*What the task asks*.
Convert the data below into a Markdown table with the columns "No." and "Text", one numbered row per line, and omit any blank lines.

********

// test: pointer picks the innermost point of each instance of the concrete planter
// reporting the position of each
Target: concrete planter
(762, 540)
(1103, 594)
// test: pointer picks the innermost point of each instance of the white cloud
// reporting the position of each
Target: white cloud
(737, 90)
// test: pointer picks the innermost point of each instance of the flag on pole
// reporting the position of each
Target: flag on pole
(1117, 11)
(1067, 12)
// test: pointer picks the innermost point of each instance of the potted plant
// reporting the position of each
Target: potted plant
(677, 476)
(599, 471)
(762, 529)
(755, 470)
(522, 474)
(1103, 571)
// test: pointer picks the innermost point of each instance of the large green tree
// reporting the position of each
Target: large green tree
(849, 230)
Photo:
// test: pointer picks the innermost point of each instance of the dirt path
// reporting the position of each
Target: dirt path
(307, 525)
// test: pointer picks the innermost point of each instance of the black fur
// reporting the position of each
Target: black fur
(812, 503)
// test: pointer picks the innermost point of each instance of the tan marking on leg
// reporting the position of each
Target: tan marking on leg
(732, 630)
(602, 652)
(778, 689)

********

*Complete output*.
| No. | Text |
|---|---|
| 1 | // test: pointer picks the innermost point of each instance of the concrete planter |
| 2 | // reporting the position of each |
| 3 | Target: concrete planter |
| 4 | (762, 540) |
| 5 | (1103, 594) |
| 6 | // test: pointer picks the innermost point of each instance of the white cloud |
| 7 | // reporting the position of each |
| 8 | Target: white cloud |
| 9 | (737, 90) |
| 10 | // test: pointer picks the innermost point of each instance of the flag on pole |
| 11 | // reporting the position of each |
| 12 | Target: flag on pole |
| 13 | (1117, 11) |
| 14 | (1067, 12) |
| 15 | // test: pointer picks the innermost point of each instance of the potted plant |
| 16 | // reporting the position of each |
| 17 | Target: potted plant |
| 18 | (677, 476) |
| 19 | (599, 471) |
| 20 | (762, 529) |
| 21 | (755, 470) |
| 22 | (522, 474) |
| 23 | (1103, 571) |
| 24 | // test: pointer picks the innermost point of each instance of the large green tree |
| 25 | // reporting the position of each |
| 26 | Target: large green tree |
| 27 | (849, 230) |
| 28 | Photo: |
| 29 | // test: pointer picks the innermost point of each instance of the dirt path |
| 30 | // reporting the position of each |
| 31 | Target: dirt path |
| 32 | (307, 525) |
| 33 | // test: pointer picks the innermost point of each instance of the black fur |
| 34 | // reporting the position of each |
| 35 | Target: black fur |
| 36 | (812, 503) |
| 37 | // test: pointer picks the innermost point of each instance of the tan marking on leg |
| 38 | // reporting the position of each |
| 39 | Target: tan marking on leg |
| 40 | (732, 630) |
| 41 | (602, 652) |
| 42 | (778, 689) |